| EXERCISE PROMPT |
Across the data, every line with the word "below" counts once; state the total alone.

##########

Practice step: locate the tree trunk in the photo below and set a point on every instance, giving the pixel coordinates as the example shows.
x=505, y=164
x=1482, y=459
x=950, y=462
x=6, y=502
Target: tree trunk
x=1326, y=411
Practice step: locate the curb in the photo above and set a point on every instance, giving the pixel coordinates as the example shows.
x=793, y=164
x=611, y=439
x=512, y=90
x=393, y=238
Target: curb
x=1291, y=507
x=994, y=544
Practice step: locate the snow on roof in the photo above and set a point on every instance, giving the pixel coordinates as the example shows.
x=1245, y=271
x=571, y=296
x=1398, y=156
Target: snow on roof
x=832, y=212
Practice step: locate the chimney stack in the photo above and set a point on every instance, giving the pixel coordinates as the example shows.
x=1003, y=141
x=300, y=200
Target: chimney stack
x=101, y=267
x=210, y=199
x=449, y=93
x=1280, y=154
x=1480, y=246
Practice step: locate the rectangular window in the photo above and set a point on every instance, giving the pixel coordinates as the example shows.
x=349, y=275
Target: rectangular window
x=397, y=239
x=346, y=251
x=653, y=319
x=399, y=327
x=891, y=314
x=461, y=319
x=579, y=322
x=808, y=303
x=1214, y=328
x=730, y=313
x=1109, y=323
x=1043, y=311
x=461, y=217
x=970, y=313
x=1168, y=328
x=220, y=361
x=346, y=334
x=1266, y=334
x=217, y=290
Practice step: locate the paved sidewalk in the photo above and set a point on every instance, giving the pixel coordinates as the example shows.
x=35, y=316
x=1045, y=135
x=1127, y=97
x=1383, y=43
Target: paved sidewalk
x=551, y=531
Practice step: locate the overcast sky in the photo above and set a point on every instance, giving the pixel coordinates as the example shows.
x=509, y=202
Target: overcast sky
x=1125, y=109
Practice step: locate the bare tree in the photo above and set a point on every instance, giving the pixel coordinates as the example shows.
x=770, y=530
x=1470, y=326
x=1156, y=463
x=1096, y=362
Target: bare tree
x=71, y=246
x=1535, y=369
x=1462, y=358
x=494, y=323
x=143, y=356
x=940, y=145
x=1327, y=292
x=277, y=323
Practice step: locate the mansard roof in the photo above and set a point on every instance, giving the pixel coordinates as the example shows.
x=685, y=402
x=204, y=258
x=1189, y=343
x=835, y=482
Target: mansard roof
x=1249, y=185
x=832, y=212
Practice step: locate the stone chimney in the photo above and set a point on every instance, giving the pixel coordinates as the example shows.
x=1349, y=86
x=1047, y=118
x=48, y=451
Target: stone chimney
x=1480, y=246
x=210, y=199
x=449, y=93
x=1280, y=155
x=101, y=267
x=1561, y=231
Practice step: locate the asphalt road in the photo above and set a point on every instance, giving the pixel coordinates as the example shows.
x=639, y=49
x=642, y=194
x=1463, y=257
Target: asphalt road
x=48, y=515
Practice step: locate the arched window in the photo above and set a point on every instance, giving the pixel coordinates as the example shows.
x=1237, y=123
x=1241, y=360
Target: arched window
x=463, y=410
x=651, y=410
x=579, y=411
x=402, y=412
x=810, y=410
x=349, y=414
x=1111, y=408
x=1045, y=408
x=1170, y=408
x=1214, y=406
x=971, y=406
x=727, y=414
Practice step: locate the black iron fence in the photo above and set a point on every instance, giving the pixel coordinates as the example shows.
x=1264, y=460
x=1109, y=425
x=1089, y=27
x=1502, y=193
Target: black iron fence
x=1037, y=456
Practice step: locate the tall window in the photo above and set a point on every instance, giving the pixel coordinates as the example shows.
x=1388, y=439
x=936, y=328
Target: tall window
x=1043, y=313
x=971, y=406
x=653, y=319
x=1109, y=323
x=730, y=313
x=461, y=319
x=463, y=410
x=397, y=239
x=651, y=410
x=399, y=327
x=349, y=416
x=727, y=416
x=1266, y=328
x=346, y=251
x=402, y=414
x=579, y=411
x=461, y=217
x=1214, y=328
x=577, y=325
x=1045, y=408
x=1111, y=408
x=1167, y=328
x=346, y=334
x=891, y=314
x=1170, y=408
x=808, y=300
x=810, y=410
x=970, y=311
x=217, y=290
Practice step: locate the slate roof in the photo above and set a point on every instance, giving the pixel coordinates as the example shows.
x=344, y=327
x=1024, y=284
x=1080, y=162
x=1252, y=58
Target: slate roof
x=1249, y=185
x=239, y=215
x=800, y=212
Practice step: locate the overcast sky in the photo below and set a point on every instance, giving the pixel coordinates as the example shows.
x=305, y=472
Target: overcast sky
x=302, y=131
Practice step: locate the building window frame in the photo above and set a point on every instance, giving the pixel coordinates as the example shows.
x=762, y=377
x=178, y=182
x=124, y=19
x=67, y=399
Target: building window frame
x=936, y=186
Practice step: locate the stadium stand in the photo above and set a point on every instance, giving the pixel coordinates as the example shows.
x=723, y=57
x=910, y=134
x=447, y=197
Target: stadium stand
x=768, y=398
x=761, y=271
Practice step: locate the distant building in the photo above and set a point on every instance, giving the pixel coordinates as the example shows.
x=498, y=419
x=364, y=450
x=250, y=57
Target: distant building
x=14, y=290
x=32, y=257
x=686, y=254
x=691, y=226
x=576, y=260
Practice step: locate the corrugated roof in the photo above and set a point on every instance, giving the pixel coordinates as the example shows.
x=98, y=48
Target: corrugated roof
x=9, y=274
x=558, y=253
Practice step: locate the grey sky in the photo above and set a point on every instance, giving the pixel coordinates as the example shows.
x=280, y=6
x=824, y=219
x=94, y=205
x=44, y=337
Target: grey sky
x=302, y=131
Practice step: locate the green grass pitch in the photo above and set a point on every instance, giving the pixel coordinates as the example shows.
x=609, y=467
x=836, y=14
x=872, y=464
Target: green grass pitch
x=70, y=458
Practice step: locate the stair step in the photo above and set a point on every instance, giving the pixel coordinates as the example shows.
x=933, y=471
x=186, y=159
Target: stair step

##########

| RESULT OF THE TASK |
2